Jil Sanders Mode wird gern als zeitlos beschrieben, die Karriere der Designerin selbst ist allerdings eher ein ständiges Kommen und Gehen. Ihre eigene Marke verließ sie gleich zweimal, um 2012 ein letztes Mal zurückzukehren. Aktuell ist die 77-Jährige mal wieder "da": Mit ihrer äußerst erfolgreichen +J-Kollektion für die japanische Kette Uniqlo, wo sie seit 2009 eigentlich auch schon zweimal weg war. Die Hamburgerin Heidemarie Jiline Sander arbeitete nach dem Textil-Studium zunächst als Redakteurin bei Modezeitschriften, bevor sie 1968 ihr Label gründete und in den Achtzigern und Neunzigern zur "Queen of Less" avancierte. Und was war sie für eine Erscheinung! Diese Frau in ihren lässigen Anzügen, mit dieser Frisur, mit einem wahnsinnig lukrativen Parfumdeal. Ein früher "Girl Boss", die viel von Material, aber wenig von Kompromissen hielt, und deshalb mit Prada-Chef Fabrizio Bertelli, der das Unternehmen 1999 gekauft hatte, nur wenig harmonierte. Im Kopf habe sie nie aufgehört zu designen, sagte Sander kürzlich. Sehr viele Leute da draußen hoffen, dass sie die Ergebnisse möglichst nicht für sich behält.

* [Aufgabendetails]: Übersetze aus dem Text über Jil Sander den Satz „Im Kopf habe sie nie aufgehört zu designen, sagte Sander kürzlich.“ ins Englische.

* [Extrahiertes Material]:

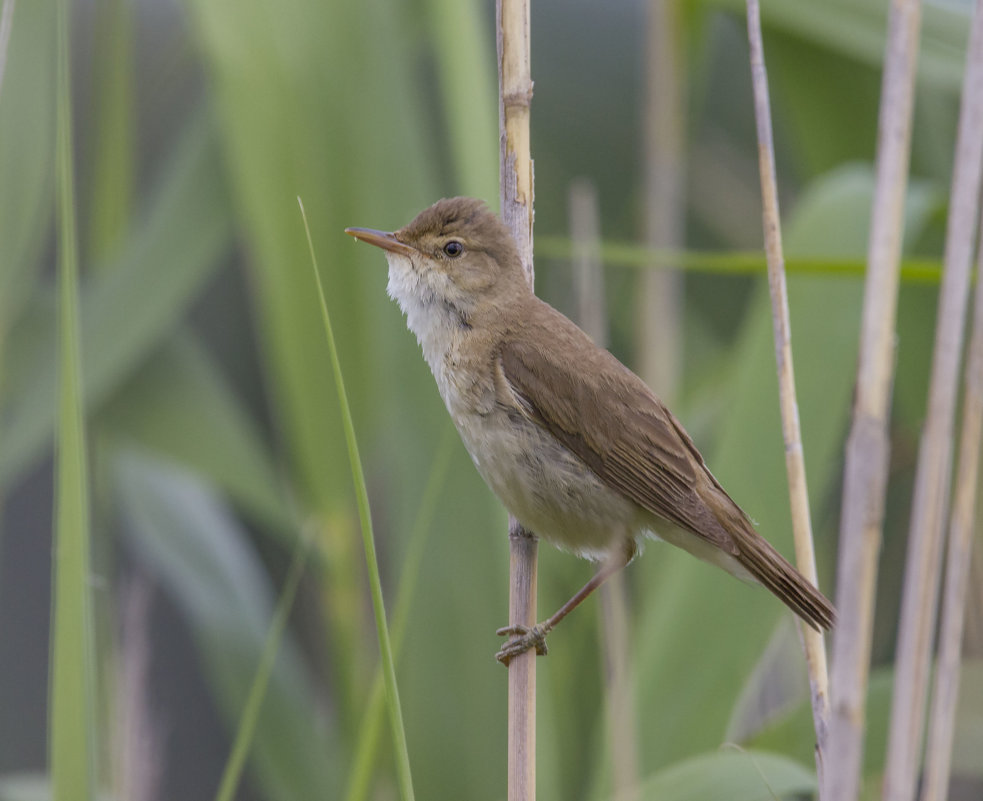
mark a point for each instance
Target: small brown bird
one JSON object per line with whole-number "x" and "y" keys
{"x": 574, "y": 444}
==
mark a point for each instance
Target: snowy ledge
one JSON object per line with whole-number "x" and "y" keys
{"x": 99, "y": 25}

* [Schriftliche Antwort]: In her head, she had never stopped designing, Sander said recently.